Change every "locate" in the records below to "mark" and leave the rest of the text as it is. Reproduce the records without the pictures.
┌─ Listed records
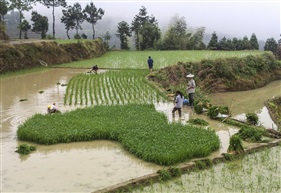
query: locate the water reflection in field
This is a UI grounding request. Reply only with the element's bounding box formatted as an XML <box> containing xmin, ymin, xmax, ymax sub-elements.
<box><xmin>0</xmin><ymin>69</ymin><xmax>280</xmax><ymax>192</ymax></box>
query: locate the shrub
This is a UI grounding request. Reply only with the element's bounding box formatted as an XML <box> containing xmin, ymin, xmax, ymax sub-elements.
<box><xmin>157</xmin><ymin>170</ymin><xmax>172</xmax><ymax>181</ymax></box>
<box><xmin>169</xmin><ymin>167</ymin><xmax>181</xmax><ymax>177</ymax></box>
<box><xmin>237</xmin><ymin>126</ymin><xmax>263</xmax><ymax>142</ymax></box>
<box><xmin>246</xmin><ymin>113</ymin><xmax>259</xmax><ymax>125</ymax></box>
<box><xmin>227</xmin><ymin>135</ymin><xmax>244</xmax><ymax>153</ymax></box>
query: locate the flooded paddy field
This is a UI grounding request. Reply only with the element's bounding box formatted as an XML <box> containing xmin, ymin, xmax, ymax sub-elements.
<box><xmin>132</xmin><ymin>146</ymin><xmax>281</xmax><ymax>193</ymax></box>
<box><xmin>0</xmin><ymin>69</ymin><xmax>281</xmax><ymax>192</ymax></box>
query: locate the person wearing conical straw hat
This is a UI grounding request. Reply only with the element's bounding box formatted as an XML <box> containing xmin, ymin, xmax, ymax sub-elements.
<box><xmin>186</xmin><ymin>73</ymin><xmax>196</xmax><ymax>108</ymax></box>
└─
* **Problem solution**
query: mark the water reflection in field
This is a UI grounding request. Reply only with the element's bounding box formatted as an XML <box> containing xmin, ymin, xmax, ymax sub-elements.
<box><xmin>0</xmin><ymin>69</ymin><xmax>280</xmax><ymax>192</ymax></box>
query: mark the shrub
This is a UI grounding request. Reply only with the element's bounding box formatted as an XML <box> containing xmin, ymin, xmax, ymax sub-elements.
<box><xmin>157</xmin><ymin>170</ymin><xmax>172</xmax><ymax>181</ymax></box>
<box><xmin>169</xmin><ymin>167</ymin><xmax>181</xmax><ymax>177</ymax></box>
<box><xmin>237</xmin><ymin>126</ymin><xmax>263</xmax><ymax>142</ymax></box>
<box><xmin>246</xmin><ymin>113</ymin><xmax>259</xmax><ymax>125</ymax></box>
<box><xmin>227</xmin><ymin>135</ymin><xmax>244</xmax><ymax>153</ymax></box>
query: mark the flooded paddy field
This is a UI grounding request. Reply only with the element's bounding box formatted as an XML <box> containing xmin, ymin, xmax, ymax sub-elements.
<box><xmin>132</xmin><ymin>146</ymin><xmax>281</xmax><ymax>193</ymax></box>
<box><xmin>0</xmin><ymin>69</ymin><xmax>281</xmax><ymax>192</ymax></box>
query: mark the person wearing conical straw hat
This is a UI grounding request. Reply only with the element's bounding box formatted as an XML <box> containing xmin, ymin, xmax, ymax sub-elements.
<box><xmin>186</xmin><ymin>73</ymin><xmax>196</xmax><ymax>108</ymax></box>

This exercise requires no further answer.